* _Exercise_
Nothing but the lines from the start of the entries below through the line containing "Target: green lawn" should appear in the answer, copied exactly and free of pictures.

Dataset entries
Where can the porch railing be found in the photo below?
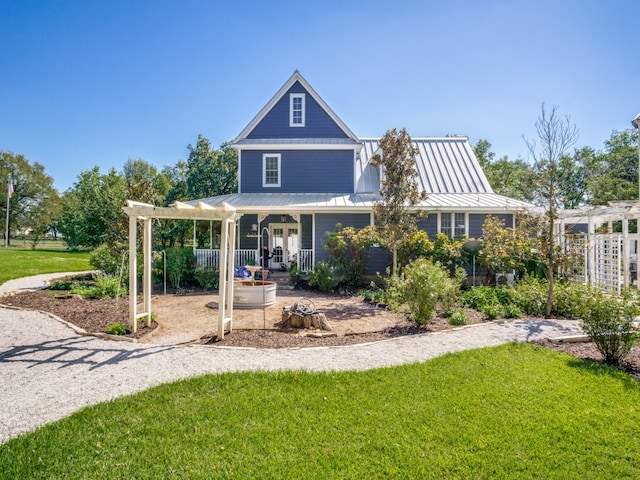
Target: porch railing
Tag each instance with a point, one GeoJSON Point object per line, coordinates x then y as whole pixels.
{"type": "Point", "coordinates": [210, 258]}
{"type": "Point", "coordinates": [305, 260]}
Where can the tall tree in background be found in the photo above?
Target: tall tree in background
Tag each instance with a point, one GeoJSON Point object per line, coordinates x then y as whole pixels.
{"type": "Point", "coordinates": [613, 174]}
{"type": "Point", "coordinates": [35, 203]}
{"type": "Point", "coordinates": [513, 179]}
{"type": "Point", "coordinates": [93, 210]}
{"type": "Point", "coordinates": [395, 217]}
{"type": "Point", "coordinates": [211, 172]}
{"type": "Point", "coordinates": [556, 135]}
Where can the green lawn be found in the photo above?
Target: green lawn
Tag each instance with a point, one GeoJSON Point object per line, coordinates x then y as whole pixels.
{"type": "Point", "coordinates": [19, 262]}
{"type": "Point", "coordinates": [515, 411]}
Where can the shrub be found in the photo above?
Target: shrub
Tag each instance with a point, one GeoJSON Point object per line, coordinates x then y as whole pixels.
{"type": "Point", "coordinates": [491, 312]}
{"type": "Point", "coordinates": [530, 294]}
{"type": "Point", "coordinates": [394, 291]}
{"type": "Point", "coordinates": [457, 318]}
{"type": "Point", "coordinates": [106, 260]}
{"type": "Point", "coordinates": [511, 311]}
{"type": "Point", "coordinates": [607, 320]}
{"type": "Point", "coordinates": [324, 276]}
{"type": "Point", "coordinates": [106, 286]}
{"type": "Point", "coordinates": [479, 297]}
{"type": "Point", "coordinates": [117, 328]}
{"type": "Point", "coordinates": [427, 283]}
{"type": "Point", "coordinates": [207, 277]}
{"type": "Point", "coordinates": [181, 265]}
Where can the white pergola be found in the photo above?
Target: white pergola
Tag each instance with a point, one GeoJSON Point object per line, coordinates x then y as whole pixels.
{"type": "Point", "coordinates": [145, 213]}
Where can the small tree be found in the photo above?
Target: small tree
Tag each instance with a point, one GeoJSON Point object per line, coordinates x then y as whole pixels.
{"type": "Point", "coordinates": [395, 215]}
{"type": "Point", "coordinates": [350, 248]}
{"type": "Point", "coordinates": [556, 136]}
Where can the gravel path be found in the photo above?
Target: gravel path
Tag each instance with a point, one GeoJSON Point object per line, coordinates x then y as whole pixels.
{"type": "Point", "coordinates": [47, 371]}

* _Expected answer_
Where can the porch railing be found in the photo below?
Target: porch railing
Tag each instance with a point, one GeoJSON Point object per line, coordinates x then y as whole pixels.
{"type": "Point", "coordinates": [210, 258]}
{"type": "Point", "coordinates": [305, 260]}
Where can the tall tree in background be found in the photo above?
Target: tall tree in background
Tag each instance with a point, one GeoJSON Point object per line, coordinates x then y as whole pixels.
{"type": "Point", "coordinates": [613, 174]}
{"type": "Point", "coordinates": [35, 203]}
{"type": "Point", "coordinates": [513, 179]}
{"type": "Point", "coordinates": [93, 210]}
{"type": "Point", "coordinates": [395, 217]}
{"type": "Point", "coordinates": [211, 172]}
{"type": "Point", "coordinates": [556, 135]}
Where can the green lawn be found in the photo above?
Target: green lawn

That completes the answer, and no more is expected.